_KUTIPAN TEKS_

Cari Blog Ini

Jumat, 02 Agustus 2024

 

SENGKETA HAK ASUH ANAK

Masalah hak asuh anak, apalagi sampai ke eksekusi, seringkali menjadi hal yang sangat menyulitkan. Secara yuridis, dan teoritis, sepertinya tampak sederhana. Anak dibawah 12 tahun atau yang dikenal dengan sebutan anak belum mumayiz, hak asuhnya ada pada ibu kandungnya kecuali ada putusan hukum yang mengecualikannya. Pengasuhan anak berdasarkan asas kepentingan terbaik bagi anak.

Dalam prakteknya, seringkali masalah hak asuh anak (Hadlonah) menjadi lebih rumit dari pada perkara perceraian. Banyak kasus, dimana Penggugat (P)/pemohon (L) tidak keberatan dengan perceraian dengan pasangannya. Namun masalah hak asuh anak, bisa disepakati. Konsep kepentingan terbaik bagi anak adalah anak jangan pernah dijadikan korban untuk kedua kalinya oleh orang tuanya. Saat orang tua bercerai itu sebenarnya anak sudah menjadi korban, jangan malah ditambah dengan persengketaan dengan siapa anak harus ikut salah satu orang tuanya. Yang terbaik adalah anak tetap merasa memiliki kasih sayang sempurna dari ayah dan ibunya.  

Namun hal ideal tidak selalu menemukan jalan, sering kali perceraian diikuti dengan konflik sehingga menyelesaikan masalah lanjutannya (hak asuh anak, harta bersama perkawinan) selalu dengan mengedepankan emosi. Alangkah indahnya jika perceraian hanyalah dimaknai putusnya ikatan perkawinan, tapi tidak sampai memutus ikatan silaturrohmi diantara keduanya. Hubungan baik yang terjaga akan melahirkan komunikasi yang baik pula, sehingga pengasuhan anak bisa didiskusikan dengan baik.

[Entri Tersimpan]
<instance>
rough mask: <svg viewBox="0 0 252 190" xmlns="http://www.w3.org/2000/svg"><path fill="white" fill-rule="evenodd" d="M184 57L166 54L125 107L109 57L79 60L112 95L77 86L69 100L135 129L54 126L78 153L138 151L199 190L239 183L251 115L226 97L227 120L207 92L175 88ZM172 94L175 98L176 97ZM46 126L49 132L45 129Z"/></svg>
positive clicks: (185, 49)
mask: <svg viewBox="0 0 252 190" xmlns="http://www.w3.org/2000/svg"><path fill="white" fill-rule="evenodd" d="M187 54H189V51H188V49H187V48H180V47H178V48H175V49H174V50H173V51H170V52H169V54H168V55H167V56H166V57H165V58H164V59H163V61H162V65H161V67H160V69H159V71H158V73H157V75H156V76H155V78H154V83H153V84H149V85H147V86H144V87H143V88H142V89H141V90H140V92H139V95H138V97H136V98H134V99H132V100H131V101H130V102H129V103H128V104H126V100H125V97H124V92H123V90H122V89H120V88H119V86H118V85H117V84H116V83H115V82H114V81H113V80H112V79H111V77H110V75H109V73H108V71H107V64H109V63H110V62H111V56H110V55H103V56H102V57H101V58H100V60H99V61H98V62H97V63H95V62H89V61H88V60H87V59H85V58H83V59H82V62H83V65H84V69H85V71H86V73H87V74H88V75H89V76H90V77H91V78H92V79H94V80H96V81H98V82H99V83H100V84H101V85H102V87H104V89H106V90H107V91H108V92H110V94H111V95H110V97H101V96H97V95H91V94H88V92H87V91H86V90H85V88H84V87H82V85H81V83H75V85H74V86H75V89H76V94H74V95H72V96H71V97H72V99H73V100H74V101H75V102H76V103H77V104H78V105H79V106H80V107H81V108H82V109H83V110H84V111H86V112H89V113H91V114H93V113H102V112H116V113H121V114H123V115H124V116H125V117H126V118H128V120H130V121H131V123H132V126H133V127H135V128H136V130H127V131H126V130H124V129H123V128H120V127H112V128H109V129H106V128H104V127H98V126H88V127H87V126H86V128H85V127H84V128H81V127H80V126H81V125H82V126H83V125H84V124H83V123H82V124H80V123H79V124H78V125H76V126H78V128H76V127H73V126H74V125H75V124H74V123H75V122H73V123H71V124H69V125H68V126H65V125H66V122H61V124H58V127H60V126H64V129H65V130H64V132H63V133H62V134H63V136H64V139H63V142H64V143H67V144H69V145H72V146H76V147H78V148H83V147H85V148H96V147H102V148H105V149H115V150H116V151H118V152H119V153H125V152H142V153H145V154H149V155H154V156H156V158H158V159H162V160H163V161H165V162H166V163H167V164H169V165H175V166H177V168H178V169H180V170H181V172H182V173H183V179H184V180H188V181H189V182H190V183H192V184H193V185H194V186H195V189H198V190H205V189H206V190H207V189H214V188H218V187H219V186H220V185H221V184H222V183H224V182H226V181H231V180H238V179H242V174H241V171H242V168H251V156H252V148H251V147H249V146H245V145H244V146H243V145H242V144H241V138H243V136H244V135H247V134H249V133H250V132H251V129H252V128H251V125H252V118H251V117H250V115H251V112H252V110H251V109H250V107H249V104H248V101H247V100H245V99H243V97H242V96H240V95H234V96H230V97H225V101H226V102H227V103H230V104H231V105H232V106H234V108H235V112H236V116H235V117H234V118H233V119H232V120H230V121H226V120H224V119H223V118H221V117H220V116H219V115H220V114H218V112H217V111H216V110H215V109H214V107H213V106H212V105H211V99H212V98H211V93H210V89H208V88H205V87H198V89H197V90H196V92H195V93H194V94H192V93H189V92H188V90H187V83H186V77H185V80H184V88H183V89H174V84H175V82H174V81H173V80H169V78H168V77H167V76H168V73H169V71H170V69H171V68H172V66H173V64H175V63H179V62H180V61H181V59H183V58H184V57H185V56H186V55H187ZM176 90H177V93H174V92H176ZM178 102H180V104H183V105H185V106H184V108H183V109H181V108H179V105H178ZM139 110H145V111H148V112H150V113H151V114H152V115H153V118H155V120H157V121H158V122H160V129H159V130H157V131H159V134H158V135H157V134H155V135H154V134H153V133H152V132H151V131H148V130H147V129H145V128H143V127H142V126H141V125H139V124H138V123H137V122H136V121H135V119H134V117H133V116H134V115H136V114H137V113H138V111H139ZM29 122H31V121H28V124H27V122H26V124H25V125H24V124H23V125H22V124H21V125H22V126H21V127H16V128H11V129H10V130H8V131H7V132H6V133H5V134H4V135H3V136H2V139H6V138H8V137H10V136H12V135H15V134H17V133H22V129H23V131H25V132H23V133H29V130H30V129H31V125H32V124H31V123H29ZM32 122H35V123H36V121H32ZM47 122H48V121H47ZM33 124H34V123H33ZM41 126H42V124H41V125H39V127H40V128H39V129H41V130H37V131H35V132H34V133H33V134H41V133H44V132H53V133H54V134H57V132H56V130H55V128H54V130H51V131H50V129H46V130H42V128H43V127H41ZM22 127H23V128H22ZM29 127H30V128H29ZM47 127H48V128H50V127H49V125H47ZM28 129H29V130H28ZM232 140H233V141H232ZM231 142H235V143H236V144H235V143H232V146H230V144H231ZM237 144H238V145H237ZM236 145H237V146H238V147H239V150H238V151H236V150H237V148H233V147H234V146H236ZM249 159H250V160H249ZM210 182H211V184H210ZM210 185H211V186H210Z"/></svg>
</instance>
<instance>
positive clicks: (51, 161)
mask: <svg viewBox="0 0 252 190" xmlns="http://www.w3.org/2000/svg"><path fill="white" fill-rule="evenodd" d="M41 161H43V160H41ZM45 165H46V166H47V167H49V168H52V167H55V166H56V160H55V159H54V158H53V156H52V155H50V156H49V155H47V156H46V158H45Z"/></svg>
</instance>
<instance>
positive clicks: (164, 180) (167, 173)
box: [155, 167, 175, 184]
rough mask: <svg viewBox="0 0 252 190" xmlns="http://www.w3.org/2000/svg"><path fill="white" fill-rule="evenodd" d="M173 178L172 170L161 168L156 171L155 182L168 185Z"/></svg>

_RINCIAN LATIHAN_
Salin seluruh teks tentang sengketa hak asuh anak tanpa mengubah apa pun. Gunakan teks saja sebagai sumber, bukan entri.

_JAWABAN_
Cari Blog Ini

Jumat, 02 Agustus 2024

 

SENGKETA HAK ASUH ANAK

Masalah hak asuh anak, apalagi sampai ke eksekusi, seringkali menjadi hal yang sangat menyulitkan. Secara yuridis, dan teoritis, sepertinya tampak sederhana. Anak dibawah 12 tahun atau yang dikenal dengan sebutan anak belum mumayiz, hak asuhnya ada pada ibu kandungnya kecuali ada putusan hukum yang mengecualikannya. Pengasuhan anak berdasarkan asas kepentingan terbaik bagi anak.

Dalam prakteknya, seringkali masalah hak asuh anak (Hadlonah) menjadi lebih rumit dari pada perkara perceraian. Banyak kasus, dimana Penggugat (P)/pemohon (L) tidak keberatan dengan perceraian dengan pasangannya. Namun masalah hak asuh anak, bisa disepakati. Konsep kepentingan terbaik bagi anak adalah anak jangan pernah dijadikan korban untuk kedua kalinya oleh orang tuanya. Saat orang tua bercerai itu sebenarnya anak sudah menjadi korban, jangan malah ditambah dengan persengketaan dengan siapa anak harus ikut salah satu orang tuanya. Yang terbaik adalah anak tetap merasa memiliki kasih sayang sempurna dari ayah dan ibunya.  

Namun hal ideal tidak selalu menemukan jalan, sering kali perceraian diikuti dengan konflik sehingga menyelesaikan masalah lanjutannya (hak asuh anak, harta bersama perkawinan) selalu dengan mengedepankan emosi. Alangkah indahnya jika perceraian hanyalah dimaknai putusnya ikatan perkawinan, tapi tidak sampai memutus ikatan silaturrohmi diantara keduanya. Hubungan baik yang terjaga akan melahirkan komunikasi yang baik pula, sehingga pengasuhan anak bisa didiskusikan dengan baik.